(Source passage):

John Thornton of Coventry (fl. 1405-1433) was a master glazier and stained glass artist active in England during the 15th century. The output of his workshop includes some of the finest English medieval glass.

Biography
The first certain record of Thornton, apart from a possible 1371 reference in Coventry, is his 1405 contract with the Dean of York Minster to glaze the quire east window. The Archbishop of York at the time was Richard le Scrope, a former Bishop of Lichfield and Coventry, and the window was funded by Walter Skirlaw, also previously Bishop of Coventry, so it seems possible both men would have recommended Thornton based on their knowledge of his work in his home town.

Thornton was made a freeman of York in 1410, but was known to be back living in the St John's Bridges area of Coventry (now known as Burges) by 1413. He appears again in 1433, when he received further payment from the dean and chapter of York, and was recorded as holding property there.

(Provided information):
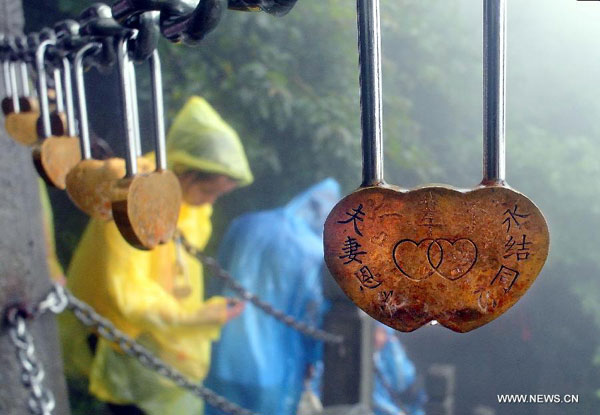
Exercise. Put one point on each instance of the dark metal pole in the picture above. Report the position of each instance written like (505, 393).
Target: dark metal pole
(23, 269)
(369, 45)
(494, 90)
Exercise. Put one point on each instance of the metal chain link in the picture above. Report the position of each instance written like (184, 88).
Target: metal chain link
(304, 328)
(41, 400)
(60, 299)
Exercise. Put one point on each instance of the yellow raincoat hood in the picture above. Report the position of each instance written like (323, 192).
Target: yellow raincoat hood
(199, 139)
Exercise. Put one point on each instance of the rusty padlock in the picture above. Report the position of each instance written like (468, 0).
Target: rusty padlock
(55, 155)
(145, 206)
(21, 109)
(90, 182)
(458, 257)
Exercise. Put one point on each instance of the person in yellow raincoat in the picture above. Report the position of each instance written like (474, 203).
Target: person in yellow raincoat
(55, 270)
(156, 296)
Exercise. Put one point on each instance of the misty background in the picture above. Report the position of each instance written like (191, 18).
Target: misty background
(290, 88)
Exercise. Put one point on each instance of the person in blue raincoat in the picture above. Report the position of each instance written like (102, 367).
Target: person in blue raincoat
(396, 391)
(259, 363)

---

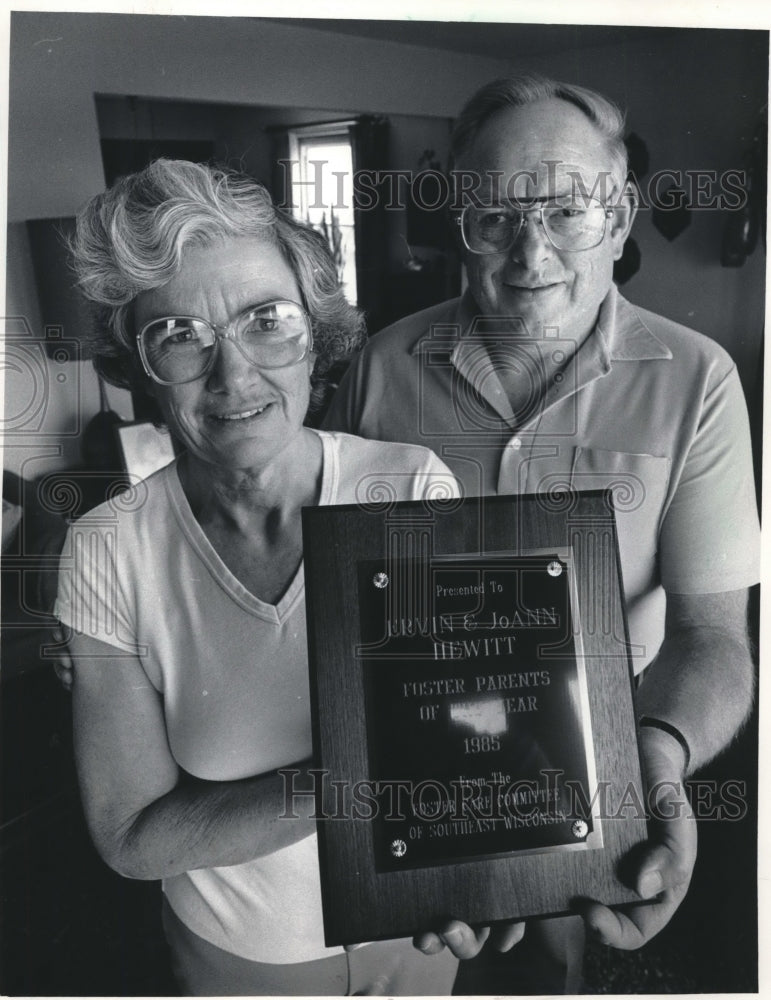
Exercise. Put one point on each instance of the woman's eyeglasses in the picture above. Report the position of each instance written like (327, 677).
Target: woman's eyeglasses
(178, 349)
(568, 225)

==

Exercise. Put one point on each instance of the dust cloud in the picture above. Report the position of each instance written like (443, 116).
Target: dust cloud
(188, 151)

(Problem set):
A. Answer these questions using the passage on John Thornton, one answer per line:
(i) In what year did Thornton become a freeman of York?
(ii) Which window did his 1405 contract cover?
(iii) Who paid for that window?
B. Say whether each statement agrees with the passage on John Thornton. Give yes or no, and quote the words from the passage that settle it.
(i) Thornton's 1405 contract was made with the Archbishop of York.
(ii) By 1413 Thornton was living in the St John's Bridges area of Coventry again.
(iii) Richard le Scrope had once been Bishop of Lichfield and Coventry.
C. Continue the passage on John Thornton, starting right after its last sentence.

(Task-by-task answers):
A.
(i) 1410
(ii) The quire east window of York Minster
(iii) Walter Skirlaw

B.
(i) No: "his 1405 contract with the Dean of York Minster to glaze the quire east window"
(ii) Yes: "was known to be back living in the St John's Bridges area of Coventry (now known as Burges) by 1413"
(iii) Yes: "Richard le Scrope, a former Bishop of Lichfield and Coventry"

C.
It has been suggested, though without any strong evidence, that Thornton was the son of a "John Coventre", a glazier in the royal glass-painting workshops at Westminster in 1351 and 1352, who later assisted in setting up windows at Windsor Castle for Edward III of England. Thornton could have worked as an assistant to his father before rising to the position of designer and draughtsman.

Works

Thornton was instrumental in disseminating the International Gothic style in the north and Midlands of England. The products of his workshop can be recognised by their favouring of white glass and yellow stain set against blue and ruby "seaweed"-patterned backgrounds, and by the very distinctive modelling of faces.

Thornton's masterpiece is the Great East Window of York Minster, the largest in the building and containing about  of glass. According to the contract, much of the work was to be executed by his own hand, though specifically only to "pourtray [...] the histories, images, and other things to be painted on the [window]"; evidently some of the glazing would be carried out by apprentices or workmen. Thornton is likely to have recruited glaziers locally in York: he seems to have been an enthusiastic teacher, and his style quickly became dominant in the area.

Work thought to be by Thornton can also be found in several smaller churches, as well as in St Mary's Hall in Coventry. His surviving windows for Coventry Cathedral were removed before it was destroyed in the Coventry Blitz and have been preserved. He is also thought to have produced the windows from the chapel at Hampton Court, Herefordshire, which are now dispersed in various collections, and seven panels in the Church of St. Mary Magdalene, Newark-on-Trent.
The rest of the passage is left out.